WHAT IS EXPECTED: Rewrite the entries beginning at the line that has "locate cross-legged pose?" and stopping after the line that has "top-left (1416, 0), bottom-right (1465, 242)", keeping the requests. Offset every coordinate in the answers by adding 30, and leave the requests and their format samples unchanged.

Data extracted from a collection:
******************************
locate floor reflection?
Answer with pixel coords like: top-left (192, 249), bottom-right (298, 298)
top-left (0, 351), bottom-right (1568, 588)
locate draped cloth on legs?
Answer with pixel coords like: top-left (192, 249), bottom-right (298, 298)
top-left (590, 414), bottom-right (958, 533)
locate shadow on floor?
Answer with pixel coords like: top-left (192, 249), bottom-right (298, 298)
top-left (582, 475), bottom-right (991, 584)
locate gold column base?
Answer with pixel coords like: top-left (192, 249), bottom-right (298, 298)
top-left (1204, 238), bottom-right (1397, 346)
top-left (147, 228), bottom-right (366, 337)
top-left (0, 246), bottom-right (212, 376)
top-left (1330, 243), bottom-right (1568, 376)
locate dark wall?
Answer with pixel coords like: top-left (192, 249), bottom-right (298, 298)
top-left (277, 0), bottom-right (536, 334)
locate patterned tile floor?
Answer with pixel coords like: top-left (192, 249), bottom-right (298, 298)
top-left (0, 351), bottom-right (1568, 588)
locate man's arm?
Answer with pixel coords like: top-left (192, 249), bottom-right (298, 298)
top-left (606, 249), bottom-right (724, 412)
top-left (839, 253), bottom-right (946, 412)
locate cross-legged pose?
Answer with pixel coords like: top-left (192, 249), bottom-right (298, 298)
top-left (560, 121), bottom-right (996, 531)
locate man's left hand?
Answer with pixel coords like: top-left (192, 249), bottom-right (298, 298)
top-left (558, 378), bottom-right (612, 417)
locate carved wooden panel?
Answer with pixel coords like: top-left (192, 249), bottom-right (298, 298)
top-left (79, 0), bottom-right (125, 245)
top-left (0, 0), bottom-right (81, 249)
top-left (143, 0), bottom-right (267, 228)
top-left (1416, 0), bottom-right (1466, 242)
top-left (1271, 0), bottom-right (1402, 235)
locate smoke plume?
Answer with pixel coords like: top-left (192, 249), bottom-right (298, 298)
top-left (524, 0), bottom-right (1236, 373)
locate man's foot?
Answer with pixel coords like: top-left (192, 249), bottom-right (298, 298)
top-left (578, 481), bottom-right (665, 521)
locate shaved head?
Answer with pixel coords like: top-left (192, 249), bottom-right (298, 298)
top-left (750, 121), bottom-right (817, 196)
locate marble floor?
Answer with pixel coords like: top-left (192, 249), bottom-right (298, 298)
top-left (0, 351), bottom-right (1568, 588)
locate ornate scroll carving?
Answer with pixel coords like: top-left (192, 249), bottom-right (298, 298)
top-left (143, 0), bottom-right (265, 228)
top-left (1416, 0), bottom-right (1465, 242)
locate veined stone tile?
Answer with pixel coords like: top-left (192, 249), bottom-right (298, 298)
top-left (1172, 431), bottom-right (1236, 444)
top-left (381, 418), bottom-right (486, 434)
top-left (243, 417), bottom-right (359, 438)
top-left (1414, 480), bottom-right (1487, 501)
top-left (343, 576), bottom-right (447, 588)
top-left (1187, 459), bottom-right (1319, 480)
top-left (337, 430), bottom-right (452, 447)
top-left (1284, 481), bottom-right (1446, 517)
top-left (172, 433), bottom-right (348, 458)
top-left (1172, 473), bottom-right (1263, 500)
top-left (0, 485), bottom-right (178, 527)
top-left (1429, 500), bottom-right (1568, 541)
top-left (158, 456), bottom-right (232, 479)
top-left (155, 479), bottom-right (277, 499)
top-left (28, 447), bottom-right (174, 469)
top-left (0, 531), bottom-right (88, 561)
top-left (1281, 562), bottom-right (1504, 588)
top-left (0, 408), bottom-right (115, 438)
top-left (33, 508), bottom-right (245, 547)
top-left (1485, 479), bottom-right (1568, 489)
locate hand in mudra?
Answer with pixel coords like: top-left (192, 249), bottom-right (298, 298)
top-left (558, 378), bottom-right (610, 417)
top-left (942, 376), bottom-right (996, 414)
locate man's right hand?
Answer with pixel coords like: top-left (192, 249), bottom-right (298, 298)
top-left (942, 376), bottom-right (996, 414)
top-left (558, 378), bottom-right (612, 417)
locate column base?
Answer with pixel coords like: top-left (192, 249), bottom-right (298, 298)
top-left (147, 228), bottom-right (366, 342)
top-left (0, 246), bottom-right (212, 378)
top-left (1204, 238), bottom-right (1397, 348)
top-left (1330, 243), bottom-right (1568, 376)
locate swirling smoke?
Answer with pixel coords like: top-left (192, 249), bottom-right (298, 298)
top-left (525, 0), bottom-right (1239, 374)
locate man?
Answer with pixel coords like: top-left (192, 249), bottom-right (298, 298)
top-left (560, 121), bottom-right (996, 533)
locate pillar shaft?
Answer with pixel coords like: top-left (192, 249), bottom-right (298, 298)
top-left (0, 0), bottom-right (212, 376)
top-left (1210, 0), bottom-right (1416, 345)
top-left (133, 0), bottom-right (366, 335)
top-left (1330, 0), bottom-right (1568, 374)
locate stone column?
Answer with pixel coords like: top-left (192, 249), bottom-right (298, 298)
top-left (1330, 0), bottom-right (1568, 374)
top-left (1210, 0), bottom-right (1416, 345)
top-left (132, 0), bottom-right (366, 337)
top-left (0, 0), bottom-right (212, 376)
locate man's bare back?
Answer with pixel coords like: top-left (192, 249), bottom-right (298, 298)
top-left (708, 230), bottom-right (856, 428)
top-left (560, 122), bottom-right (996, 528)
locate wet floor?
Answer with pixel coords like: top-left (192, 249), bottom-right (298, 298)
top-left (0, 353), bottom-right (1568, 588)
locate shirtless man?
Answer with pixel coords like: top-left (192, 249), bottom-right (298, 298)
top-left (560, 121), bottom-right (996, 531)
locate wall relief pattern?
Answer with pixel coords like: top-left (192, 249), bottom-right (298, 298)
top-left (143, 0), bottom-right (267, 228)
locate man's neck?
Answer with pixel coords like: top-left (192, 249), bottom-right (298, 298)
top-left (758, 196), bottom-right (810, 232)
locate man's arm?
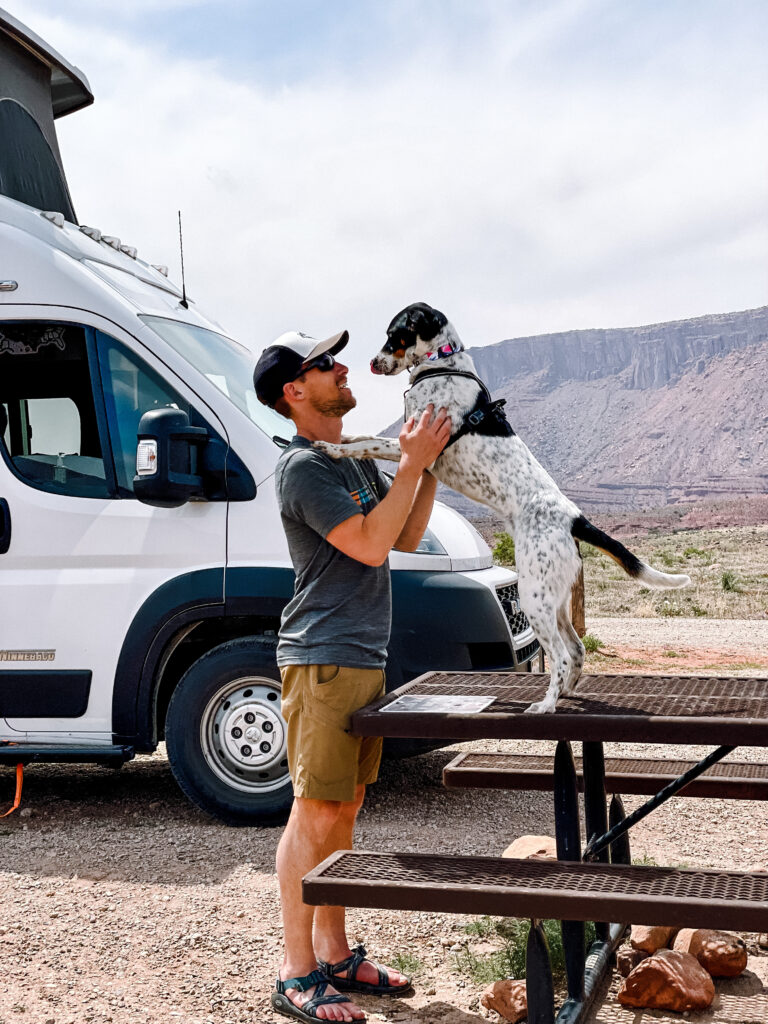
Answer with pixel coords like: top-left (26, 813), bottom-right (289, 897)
top-left (394, 469), bottom-right (437, 551)
top-left (326, 406), bottom-right (451, 565)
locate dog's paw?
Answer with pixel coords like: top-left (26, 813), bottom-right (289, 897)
top-left (523, 697), bottom-right (557, 715)
top-left (312, 441), bottom-right (342, 459)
******************************
EXERCISE RESPONSE:
locate cross-legged pose?
Answer with pixel coords like: top-left (192, 249), bottom-right (298, 298)
top-left (590, 151), bottom-right (1026, 561)
locate man's left hand?
Answer with pixel coords like: top-left (192, 249), bottom-right (298, 298)
top-left (588, 408), bottom-right (642, 447)
locate carved wooden panel?
Answer with pixel coords like: top-left (192, 249), bottom-right (298, 298)
top-left (109, 30), bottom-right (155, 275)
top-left (30, 30), bottom-right (111, 279)
top-left (173, 30), bottom-right (297, 258)
top-left (1446, 30), bottom-right (1496, 272)
top-left (1301, 30), bottom-right (1432, 265)
locate smoke plume?
Answer with pixel coords like: top-left (192, 249), bottom-right (298, 298)
top-left (554, 30), bottom-right (1266, 403)
locate man's foot?
Answer with pixel coords like: top-left (192, 249), bottom-right (298, 298)
top-left (608, 511), bottom-right (695, 551)
locate shaved head?
Answer with pixel coords like: top-left (192, 249), bottom-right (298, 298)
top-left (780, 151), bottom-right (847, 226)
locate marble floor?
Answer with pixel coords like: top-left (192, 249), bottom-right (298, 298)
top-left (30, 381), bottom-right (1598, 618)
locate ornate scroll carving?
Answer with pixel coords like: top-left (192, 249), bottom-right (298, 298)
top-left (173, 30), bottom-right (295, 258)
top-left (1446, 30), bottom-right (1495, 272)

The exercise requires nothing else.